<<<<

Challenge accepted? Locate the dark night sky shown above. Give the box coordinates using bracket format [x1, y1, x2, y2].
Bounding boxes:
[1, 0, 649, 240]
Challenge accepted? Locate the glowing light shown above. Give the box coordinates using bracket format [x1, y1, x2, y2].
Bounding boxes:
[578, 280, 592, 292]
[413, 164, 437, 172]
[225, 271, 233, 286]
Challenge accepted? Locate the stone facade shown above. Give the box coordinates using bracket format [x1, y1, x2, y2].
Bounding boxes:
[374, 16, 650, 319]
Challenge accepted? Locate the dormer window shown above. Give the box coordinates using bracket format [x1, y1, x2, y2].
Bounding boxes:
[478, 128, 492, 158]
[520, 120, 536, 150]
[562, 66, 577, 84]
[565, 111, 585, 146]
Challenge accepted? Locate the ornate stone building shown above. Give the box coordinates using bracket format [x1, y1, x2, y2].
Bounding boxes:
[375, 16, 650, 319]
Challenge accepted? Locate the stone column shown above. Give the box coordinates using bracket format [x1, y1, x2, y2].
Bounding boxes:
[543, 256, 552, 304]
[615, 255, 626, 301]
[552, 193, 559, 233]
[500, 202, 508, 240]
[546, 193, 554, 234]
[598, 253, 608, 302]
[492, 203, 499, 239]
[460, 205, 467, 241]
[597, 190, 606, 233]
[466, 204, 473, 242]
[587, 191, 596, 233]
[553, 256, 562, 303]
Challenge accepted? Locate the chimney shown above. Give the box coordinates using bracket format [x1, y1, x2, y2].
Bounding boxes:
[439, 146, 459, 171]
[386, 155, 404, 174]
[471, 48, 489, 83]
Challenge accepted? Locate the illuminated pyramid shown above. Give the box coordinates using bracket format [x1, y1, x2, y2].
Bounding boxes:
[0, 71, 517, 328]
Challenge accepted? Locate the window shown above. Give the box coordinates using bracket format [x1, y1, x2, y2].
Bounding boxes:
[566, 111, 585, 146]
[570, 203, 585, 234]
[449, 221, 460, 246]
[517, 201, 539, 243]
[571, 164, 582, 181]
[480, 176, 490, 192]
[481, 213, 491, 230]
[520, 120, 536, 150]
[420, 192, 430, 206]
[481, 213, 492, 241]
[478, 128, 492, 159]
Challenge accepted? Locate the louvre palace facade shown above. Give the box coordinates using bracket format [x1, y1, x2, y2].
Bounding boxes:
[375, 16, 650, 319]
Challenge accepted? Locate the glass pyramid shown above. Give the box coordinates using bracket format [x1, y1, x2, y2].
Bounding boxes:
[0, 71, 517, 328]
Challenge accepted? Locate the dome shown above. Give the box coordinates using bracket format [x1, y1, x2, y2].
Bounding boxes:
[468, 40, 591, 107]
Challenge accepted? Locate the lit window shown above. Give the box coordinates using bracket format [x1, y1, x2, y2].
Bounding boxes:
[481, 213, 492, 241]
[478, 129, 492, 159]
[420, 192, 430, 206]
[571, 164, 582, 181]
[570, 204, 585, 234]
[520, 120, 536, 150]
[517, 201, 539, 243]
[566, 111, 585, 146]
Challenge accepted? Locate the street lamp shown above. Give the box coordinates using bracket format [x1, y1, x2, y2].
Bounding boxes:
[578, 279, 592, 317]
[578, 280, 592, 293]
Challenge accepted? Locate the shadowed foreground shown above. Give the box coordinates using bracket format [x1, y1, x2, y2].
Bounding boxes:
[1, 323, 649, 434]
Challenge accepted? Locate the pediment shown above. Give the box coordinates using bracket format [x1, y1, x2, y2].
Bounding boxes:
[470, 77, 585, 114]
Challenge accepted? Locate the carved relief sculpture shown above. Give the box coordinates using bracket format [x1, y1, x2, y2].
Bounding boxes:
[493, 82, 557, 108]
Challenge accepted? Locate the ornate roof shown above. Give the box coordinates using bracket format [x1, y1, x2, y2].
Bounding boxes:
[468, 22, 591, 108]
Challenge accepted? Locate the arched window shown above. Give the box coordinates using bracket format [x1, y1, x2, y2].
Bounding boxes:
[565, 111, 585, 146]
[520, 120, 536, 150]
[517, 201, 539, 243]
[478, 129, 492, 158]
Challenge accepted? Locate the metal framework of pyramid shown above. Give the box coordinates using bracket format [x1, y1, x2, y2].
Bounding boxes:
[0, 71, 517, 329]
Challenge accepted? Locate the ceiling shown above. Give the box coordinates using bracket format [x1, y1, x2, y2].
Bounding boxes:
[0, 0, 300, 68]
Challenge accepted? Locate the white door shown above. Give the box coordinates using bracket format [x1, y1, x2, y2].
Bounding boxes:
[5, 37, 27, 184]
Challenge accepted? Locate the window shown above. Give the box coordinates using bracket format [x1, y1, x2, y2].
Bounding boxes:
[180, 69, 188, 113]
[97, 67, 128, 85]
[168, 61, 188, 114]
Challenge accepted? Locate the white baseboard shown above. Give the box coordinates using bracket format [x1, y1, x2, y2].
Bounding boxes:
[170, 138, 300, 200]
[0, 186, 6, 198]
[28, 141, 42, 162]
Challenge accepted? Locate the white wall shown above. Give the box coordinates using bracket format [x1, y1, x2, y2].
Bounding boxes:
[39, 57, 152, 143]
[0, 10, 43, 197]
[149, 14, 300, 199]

>>>>

YOUR INSTRUCTIONS:
Copy every line above once more, precisely as it reads.

WRITTEN ANSWER:
Challenge accepted? Locate the dark night sky shown above. Give the box coordinates using bracket format [x1, y1, x2, y2].
Bounding boxes:
[1, 0, 649, 240]
Challenge accepted? Locate the glowing light shown above. Give the box coordinates using bracket format [x1, y1, x2, y2].
Bounding boxes:
[578, 280, 592, 292]
[413, 164, 437, 172]
[225, 271, 233, 286]
Challenge accepted? Locate the stone facade shown above. Give the box coordinates using bracket format [x1, y1, x2, y2].
Bounding boxes:
[374, 16, 650, 319]
Challenge accepted? Locate the dormer window shown above. Give the box coordinates using bracket format [x1, y1, x2, y2].
Bounding boxes:
[478, 128, 492, 158]
[520, 120, 536, 150]
[562, 66, 577, 84]
[565, 111, 585, 146]
Challenge accepted? Locate the ornate stone building shown above. Give the box coordinates using bracket format [x1, y1, x2, y2].
Bounding boxes:
[375, 16, 650, 319]
Challenge accepted? Locate the stone column shown above. Give the box coordinates using bracket format [x1, y1, x2, y2].
Bounding boxes:
[543, 256, 552, 304]
[615, 255, 626, 301]
[552, 193, 559, 233]
[500, 202, 508, 240]
[546, 193, 554, 234]
[598, 253, 608, 302]
[492, 203, 499, 239]
[460, 205, 467, 241]
[597, 190, 606, 233]
[466, 204, 473, 242]
[587, 191, 596, 233]
[553, 256, 562, 303]
Challenge accepted? Locate the chimney shown above. Give the box coordinates using bracket format [x1, y1, x2, y2].
Bounding boxes:
[439, 146, 459, 171]
[386, 155, 404, 174]
[471, 48, 489, 83]
Challenge accepted? Locate the illuminated pyramid shown above. Give the box coordinates using bracket format [x1, y1, x2, y2].
Bounding boxes:
[0, 71, 517, 328]
Challenge accepted? Locate the window shown above. Give the box coordinates using bracket format [x1, y1, x2, y2].
Bounding boxes:
[566, 111, 585, 146]
[570, 203, 585, 234]
[449, 221, 460, 246]
[517, 201, 539, 243]
[571, 164, 582, 181]
[480, 176, 490, 192]
[481, 213, 491, 230]
[520, 120, 536, 150]
[420, 192, 430, 206]
[481, 213, 492, 241]
[478, 128, 492, 159]
Challenge accepted? Locate the louvre palace facade shown above. Give the box coordinates using bracket format [x1, y1, x2, y2].
Bounding boxes:
[375, 16, 650, 319]
Challenge accepted? Locate the glass pyramid shown above. Give the box coordinates using bracket format [x1, y1, x2, y2].
Bounding boxes:
[0, 71, 517, 328]
Challenge accepted? Locate the dome shown above. Give the box coordinates using bracket format [x1, y1, x2, y2].
Bounding boxes:
[468, 40, 591, 107]
Challenge accepted? Locate the lit window shown above. Give the box coordinates using bracket format [x1, y1, x2, y2].
Bounding boxes:
[481, 213, 492, 241]
[478, 129, 492, 159]
[420, 192, 430, 206]
[571, 164, 582, 181]
[570, 204, 585, 234]
[520, 120, 536, 150]
[517, 201, 539, 243]
[566, 111, 585, 146]
Challenge accepted? Locate the street lamp shown above. Give the box coordinates using bracket format [x1, y1, x2, y2].
Bounding boxes:
[578, 279, 592, 317]
[578, 280, 592, 293]
Challenge accepted? Locate the shadowed foreground shown above. Give the box coordinates using bracket format [x1, y1, x2, y2].
Bounding boxes:
[1, 323, 649, 434]
Challenge accepted? Locate the pediment shown above. Give the box coordinates using bracket format [x1, y1, x2, y2].
Bounding boxes:
[470, 77, 585, 114]
Challenge accepted? Locate the carved relief sculpture shown above. Give the box coordinates using bracket format [x1, y1, x2, y2].
Bounding boxes:
[493, 82, 557, 108]
Challenge accepted? Locate the ornate roof shown above. Give the box coordinates using bracket format [x1, y1, x2, y2].
Bounding boxes:
[468, 22, 591, 108]
Challenge accepted? Locate the arched window shown above. Give the box coordinates using bracket format [x1, y1, x2, y2].
Bounding boxes:
[565, 111, 585, 146]
[520, 120, 536, 150]
[517, 201, 539, 243]
[478, 129, 492, 158]
Challenge accepted? Locate the metal framework of pyramid shown above. Give the box coordinates using bracket format [x1, y1, x2, y2].
Bounding boxes:
[0, 71, 517, 329]
Challenge accepted? Locate the ceiling shown above. Give the box coordinates using bracket format [x1, y1, x2, y2].
Bounding boxes:
[0, 0, 300, 68]
Challenge accepted? Locate the white door shown above. Give the box coordinates using bracket format [x1, y1, x2, y2].
Bounding boxes:
[5, 37, 27, 184]
Challenge accepted? Locate the window shown above. Give the box coordinates using bracket format [x1, y1, x2, y2].
Bounding boxes:
[180, 69, 188, 113]
[97, 67, 128, 85]
[168, 61, 188, 114]
Challenge accepted? Locate the white baseboard shown above. Give the box coordinates using bracket format [x1, y1, x2, y2].
Bounding boxes:
[170, 138, 300, 200]
[0, 186, 6, 198]
[28, 141, 42, 162]
Challenge accepted? Locate the white wall shown above. Give the box coordinates using bracket format [x1, y1, x2, y2].
Bounding boxes:
[39, 57, 152, 143]
[0, 10, 43, 197]
[149, 14, 300, 199]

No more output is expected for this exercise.